*** Opening of Passage for review ***

Sunday, 15 February 2015

I don't really know whether Kraftwerk are geniuses or charlatans - but their music is great to be ill to

If you've been visited by the virus that's been on the rampage since the start of the year, you'll probably know what my family's been going through. First there was the feeling lousy, then the sneezing and coughing, then mainly coughing - a truly maddening cough that doesn't bring anything up, but drives everyone mad and keeps you awake. Then the cough becomes productive and less frequent and you start to feel better and find yourself humming tunes and whistling and getting enough sleep - and then the dry cough returns, followed by the sneezing and the feeling lousy and the lack of sleep all over again. Hell-fire!

*** Close of Passage for review ***
*** Opening of Recorded information ***

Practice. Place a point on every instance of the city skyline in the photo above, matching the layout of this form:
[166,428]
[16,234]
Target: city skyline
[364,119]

*** Close of Recorded information ***
*** Opening of Recorded information ***

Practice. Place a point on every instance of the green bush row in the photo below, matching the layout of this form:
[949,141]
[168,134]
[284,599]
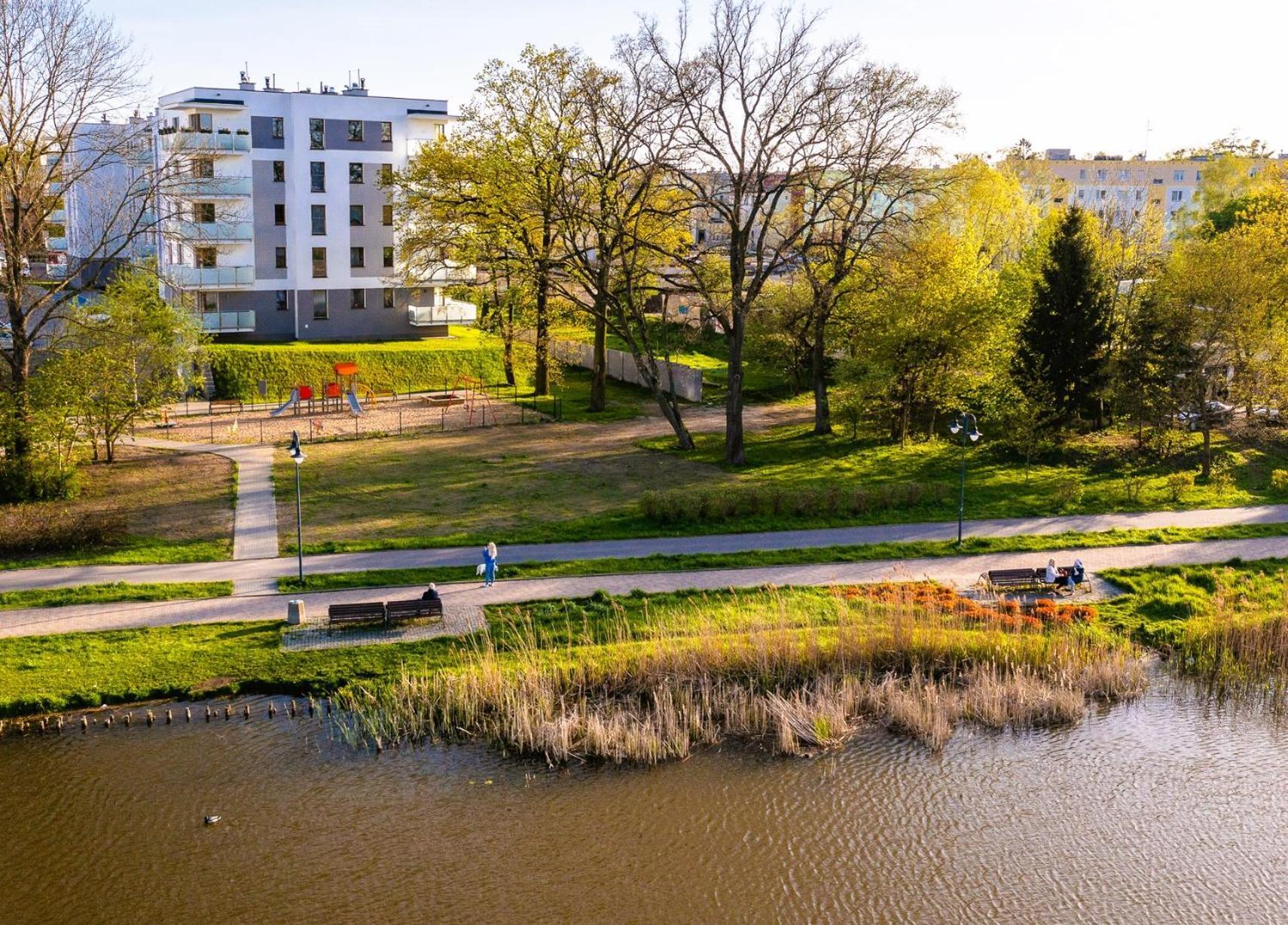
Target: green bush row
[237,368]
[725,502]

*** Close of Recorded information ***

Work to complete>
A: Say whether each statement agrees with the blog post on being ill. Answer yes or no for each, and quote the deciding words of the post.
(i) The writer is certain that Kraftwerk are geniuses.
(ii) In one stage the cough does not bring anything up.
(iii) After the writer starts to feel better, the dry cough comes back.
B: Quote the blog post on being ill word for word, starting with "If you've been" and going on through "over again. Hell-fire!".

Responses by item number>
A:
(i) No: "I don't really know whether Kraftwerk are geniuses or charlatans"
(ii) Yes: "a truly maddening cough that doesn't bring anything up"
(iii) Yes: "and then the dry cough returns"

B:
If you've been visited by the virus that's been on the rampage since the start of the year, you'll probably know what my family's been going through. First there was the feeling lousy, then the sneezing and coughing, then mainly coughing - a truly maddening cough that doesn't bring anything up, but drives everyone mad and keeps you awake. Then the cough becomes productive and less frequent and you start to feel better and find yourself humming tunes and whistling and getting enough sleep - and then the dry cough returns, followed by the sneezing and the feeling lousy and the lack of sleep all over again. Hell-fire!